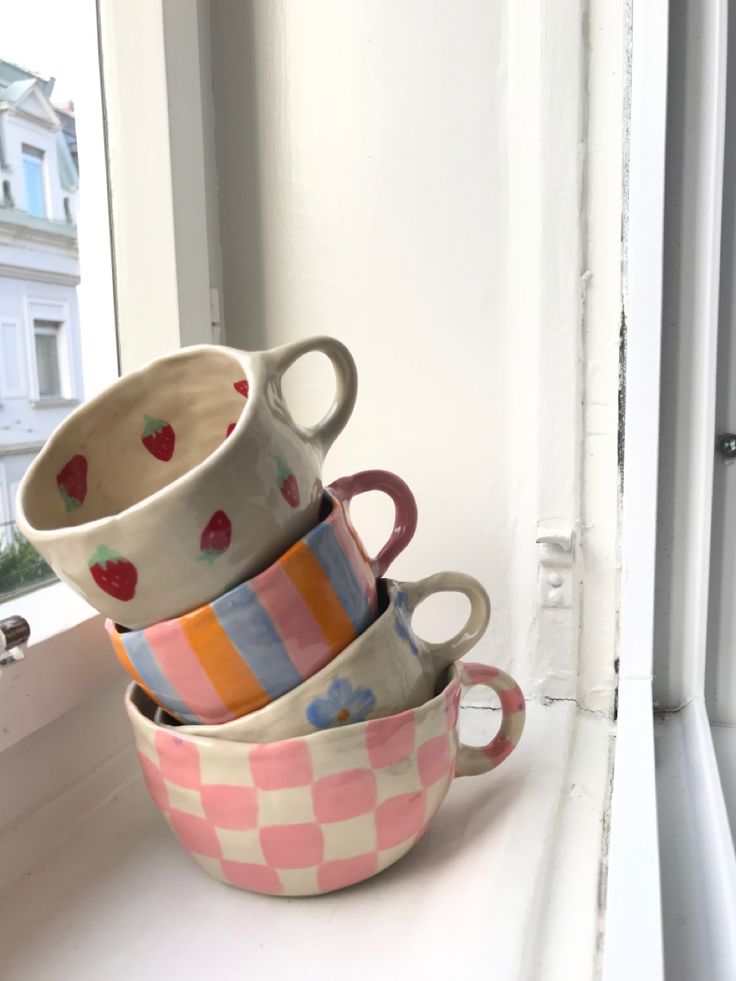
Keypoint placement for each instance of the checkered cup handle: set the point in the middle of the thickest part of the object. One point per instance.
(323, 433)
(447, 651)
(472, 760)
(405, 510)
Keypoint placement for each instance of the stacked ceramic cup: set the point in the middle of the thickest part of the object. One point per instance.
(295, 732)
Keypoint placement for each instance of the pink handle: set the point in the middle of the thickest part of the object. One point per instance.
(405, 514)
(472, 760)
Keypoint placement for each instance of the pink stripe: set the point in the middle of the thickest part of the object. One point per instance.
(172, 650)
(301, 634)
(353, 548)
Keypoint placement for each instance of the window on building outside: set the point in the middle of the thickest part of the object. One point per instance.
(33, 176)
(46, 337)
(57, 323)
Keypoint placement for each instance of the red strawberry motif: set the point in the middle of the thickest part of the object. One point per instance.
(215, 539)
(72, 482)
(113, 574)
(287, 484)
(158, 438)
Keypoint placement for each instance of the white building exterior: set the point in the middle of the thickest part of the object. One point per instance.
(40, 349)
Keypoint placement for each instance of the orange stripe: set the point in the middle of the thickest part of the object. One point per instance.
(305, 571)
(231, 677)
(122, 654)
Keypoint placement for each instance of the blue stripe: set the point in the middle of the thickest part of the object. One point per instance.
(336, 565)
(253, 635)
(149, 669)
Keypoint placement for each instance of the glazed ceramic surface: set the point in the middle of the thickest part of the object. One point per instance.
(385, 670)
(181, 479)
(315, 814)
(265, 636)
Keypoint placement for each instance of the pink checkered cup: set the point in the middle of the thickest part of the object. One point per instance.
(310, 815)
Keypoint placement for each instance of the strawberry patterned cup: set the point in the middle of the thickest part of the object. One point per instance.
(385, 670)
(265, 636)
(180, 479)
(315, 814)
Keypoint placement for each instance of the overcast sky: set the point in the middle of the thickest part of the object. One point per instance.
(42, 35)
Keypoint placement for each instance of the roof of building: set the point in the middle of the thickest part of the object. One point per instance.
(16, 85)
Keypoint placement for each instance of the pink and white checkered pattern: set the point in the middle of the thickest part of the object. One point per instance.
(298, 817)
(317, 813)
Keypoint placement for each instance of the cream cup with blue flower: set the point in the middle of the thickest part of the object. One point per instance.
(386, 670)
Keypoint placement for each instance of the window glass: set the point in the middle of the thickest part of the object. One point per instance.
(33, 176)
(46, 367)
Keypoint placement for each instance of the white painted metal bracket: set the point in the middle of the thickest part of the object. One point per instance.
(557, 618)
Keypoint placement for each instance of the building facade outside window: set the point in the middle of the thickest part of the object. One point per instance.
(33, 175)
(46, 336)
(40, 346)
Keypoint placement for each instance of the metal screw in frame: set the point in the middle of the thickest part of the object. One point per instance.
(14, 634)
(726, 446)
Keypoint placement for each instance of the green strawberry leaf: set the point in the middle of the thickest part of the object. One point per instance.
(152, 426)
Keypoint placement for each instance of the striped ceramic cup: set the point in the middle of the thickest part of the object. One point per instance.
(265, 636)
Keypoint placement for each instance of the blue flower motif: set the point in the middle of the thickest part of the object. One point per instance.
(402, 623)
(342, 705)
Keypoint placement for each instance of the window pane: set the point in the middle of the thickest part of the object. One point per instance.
(40, 321)
(33, 176)
(47, 361)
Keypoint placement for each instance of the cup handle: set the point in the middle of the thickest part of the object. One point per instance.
(472, 760)
(405, 510)
(333, 422)
(446, 651)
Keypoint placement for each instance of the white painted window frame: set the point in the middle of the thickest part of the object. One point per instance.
(633, 937)
(158, 234)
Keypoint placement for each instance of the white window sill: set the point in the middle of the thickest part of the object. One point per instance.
(505, 882)
(698, 864)
(52, 403)
(68, 660)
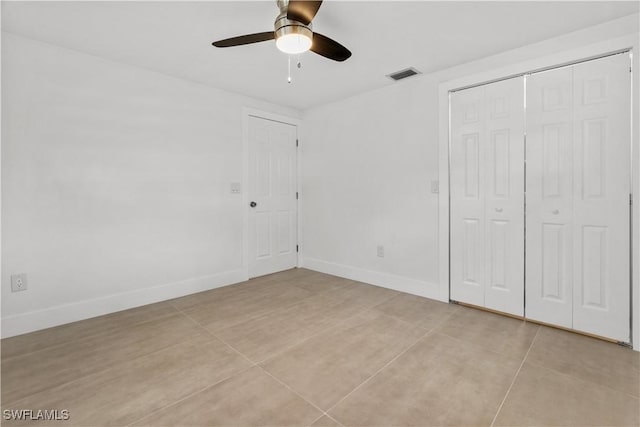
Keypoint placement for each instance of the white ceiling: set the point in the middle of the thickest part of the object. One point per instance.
(384, 36)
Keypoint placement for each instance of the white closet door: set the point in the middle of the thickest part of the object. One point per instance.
(504, 196)
(272, 193)
(601, 197)
(549, 213)
(578, 183)
(467, 196)
(487, 196)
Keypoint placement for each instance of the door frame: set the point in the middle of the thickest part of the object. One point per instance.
(248, 112)
(568, 57)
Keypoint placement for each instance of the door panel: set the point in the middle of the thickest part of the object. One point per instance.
(467, 196)
(578, 184)
(504, 198)
(487, 200)
(272, 185)
(601, 197)
(549, 188)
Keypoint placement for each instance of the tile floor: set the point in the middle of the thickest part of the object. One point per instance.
(301, 348)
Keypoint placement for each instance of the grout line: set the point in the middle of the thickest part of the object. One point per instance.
(188, 396)
(295, 392)
(209, 332)
(597, 384)
(91, 335)
(338, 422)
(421, 337)
(504, 399)
(313, 335)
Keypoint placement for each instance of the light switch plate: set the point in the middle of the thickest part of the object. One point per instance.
(18, 282)
(236, 188)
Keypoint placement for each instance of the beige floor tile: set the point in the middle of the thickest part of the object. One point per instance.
(251, 289)
(133, 389)
(439, 381)
(251, 398)
(543, 397)
(319, 283)
(361, 294)
(424, 312)
(37, 371)
(62, 334)
(492, 331)
(588, 359)
(263, 337)
(226, 312)
(326, 421)
(328, 366)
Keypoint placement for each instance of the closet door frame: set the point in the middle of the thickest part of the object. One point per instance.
(605, 48)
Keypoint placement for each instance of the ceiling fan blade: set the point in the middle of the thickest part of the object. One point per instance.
(323, 45)
(246, 39)
(302, 10)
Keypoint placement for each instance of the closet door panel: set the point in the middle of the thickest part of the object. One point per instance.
(549, 194)
(467, 192)
(504, 196)
(601, 197)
------------------------
Richiesta data:
Converti tutte le voci qui sopra in un CSV a due colonne, "testo" e "risposta", con una riga per voce e ogni campo tra virgolette, sostituendo gli a capo con spazi. Lascia fuori le immagini.

Soluzione:
testo,risposta
"Keypoint placement for each instance of the checkered cup handle: set the point in the middle of the thickest part of the object. One point per instance.","(323, 433) (447, 651) (472, 760) (405, 510)"
"Keypoint placement for each instance of the stacked ceramic cup: set the point in the middle of the thickest part of the object. One point per instance.","(295, 732)"
"Keypoint placement for each instance of the pink handle: set the point in the middle of the thickest part of the object. One point per instance.","(405, 514) (472, 760)"
"Keypoint placement for each instance of the pink stripe: set the point in the middle of the thickest part of the object. One point per instance.","(172, 650) (301, 634) (353, 548)"
"Keypoint placement for each instance of the window on building outside: set the point in the middle of the thickest part of the object. One point per instance.","(33, 176) (46, 337) (57, 323)"
"Keypoint placement for each instance of the red strawberry motif: set the point in the middle of the thickest part of the object. One point per instance.","(215, 539) (72, 482) (113, 574) (287, 484) (158, 438)"
"Keypoint placement for each instance of the white building exterior: set the point in the middle of the thickest part of the object. One point per instance.","(40, 349)"
"Keypoint placement for each instance of the orange stripe: set the point in the middle of the thickest part of the object. One point per instance.","(305, 571) (231, 677) (122, 654)"
"Keypoint placement for each instance of the blue stripe: set the point in the middle of the thickest part of the object. One point per instance.","(336, 565) (253, 635) (149, 669)"
"Keypoint placement for each instance of the glazed ceramic surface: set the point in the middle of the thickest part of the object. One point per instance.","(385, 670) (181, 479) (315, 814) (265, 636)"
"Keypoint placement for each instance of the pink checkered cup: set the point in the middle of the thickest part of the object. One point per instance.","(310, 815)"
"Keypoint placement for each instance of the strawberry patterned cup: set the point in the middle of the thickest part of the object. One point per instance.","(385, 670) (265, 636) (180, 479) (315, 814)"
"Keypoint placement for each instance of the overcast sky: set the point in the middle of the thickest part of the object. One point per instance.","(42, 35)"
"Keypoint placement for each instance of the roof of building: set the point in the middle of the thickest part of the object. One point per instance.","(16, 85)"
"Keypoint placement for each instance of the pink and white checkered pattern: set the point in the middle of the thickest part of the object. One point per instance.","(298, 817) (317, 813)"
"Keypoint placement for each instance of the cream cup with blue flower: set the point in the middle of the thickest part of the object. One point per instance.","(386, 670)"
"Keypoint placement for each instance of the window glass: set the point in the middle of the thickest part of the object. One point per instance.","(33, 176) (46, 367)"
"Keypoint placement for each instance of the white painted metal bracket: set the point in the middle of the thickest part of the object. One point per instance.","(557, 618)"
"Keypoint placement for each instance of the building facade outside window: set the point in the middle of the thickest part of the object. One point per instance.","(33, 175) (46, 336) (40, 346)"
"Keypoint placement for each instance of the metal screw in frame: set the point in the middle of the thickest part of the object. One point per instance.","(14, 634) (726, 446)"
"Keypoint placement for each instance of the green strawberry leaf: set the point in the middle of the thickest part of the object. One point per instance.","(152, 426)"
"Keypoint placement for each instance of the striped ceramic cup: set the point in the middle of the thickest part of the object. One point per instance.","(265, 636)"
"Keypoint placement for each instance of the blue flower motif: set the point in the middle of the thickest part of the object. One point per instance.","(402, 623) (342, 705)"
"Keypoint placement for each instance of the window pane: set the point in the middle of the thickest part of the object. One point per instance.","(40, 321) (33, 176) (47, 361)"
"Keypoint placement for each instance of the cup handle: set the point in the middle of the thickest part of the object. One point per instance.","(472, 760) (405, 510) (333, 422) (446, 651)"
"Keypoint placement for each instance of the white painted window frame: set the point in the middle of the thickest part of the object. One point per instance.","(633, 937) (158, 234)"
"Keypoint placement for each instance of the white window sill: set the point in the middle of the thickest part of the object. One point per instance.","(505, 882) (698, 864) (52, 403) (68, 660)"
"Keypoint placement for each instance of the white ceiling: set the point in the middle of the thickest part of the object. One point per instance.","(384, 36)"
"Keypoint placement for each instance of the white closet door: set the point in the middle of the thickest part of the object. One point per instance.","(504, 196) (272, 193) (601, 197) (549, 213) (578, 183) (467, 196) (487, 196)"
"Keypoint placement for each instance of the door frame: set the point in the middle of the thickest part of the object. One point per instance.","(248, 112) (568, 57)"
"Keypoint placement for each instance of the door panel: set the point in the middle of the thickest part of the object. One point per instance.","(467, 196) (578, 184) (504, 198) (487, 200) (272, 185) (601, 197) (549, 188)"
"Keypoint placement for each instance of the tile floor: set the point in the middle of the thickest part of the object. One point per instance.","(301, 348)"
"Keypoint placement for each instance of the grout line: set the point in the middle of the thickest part of the object. One point per instance.","(188, 396) (295, 392) (209, 332) (597, 384) (91, 335) (338, 422) (421, 337) (504, 399) (313, 335)"
"Keypoint placement for each instance of the light switch plate: set the point in the middle of the thickest part of the object. One point per instance.","(18, 282) (236, 188)"
"Keypoint placement for each instance of the beige floor tile: set the point in the middle of the thickest part of the object. One point per instance.","(251, 289) (133, 389) (439, 381) (251, 398) (543, 397) (319, 283) (361, 294) (424, 312) (37, 371) (62, 334) (492, 331) (588, 359) (263, 337) (226, 312) (326, 421) (328, 366)"
"Keypoint placement for each instance of the closet door frame: set the point in the middle of the thickest part of the object. One point per instance.","(605, 48)"
"Keypoint placement for each instance of the ceiling fan blade: set the point in the middle of the thickest part of the object. One point per instance.","(323, 45) (246, 39) (302, 10)"
"Keypoint placement for each instance of the closet door panel: set the point in the middle of the thickest part of the object. One point per instance.","(549, 194) (467, 192) (504, 196) (601, 197)"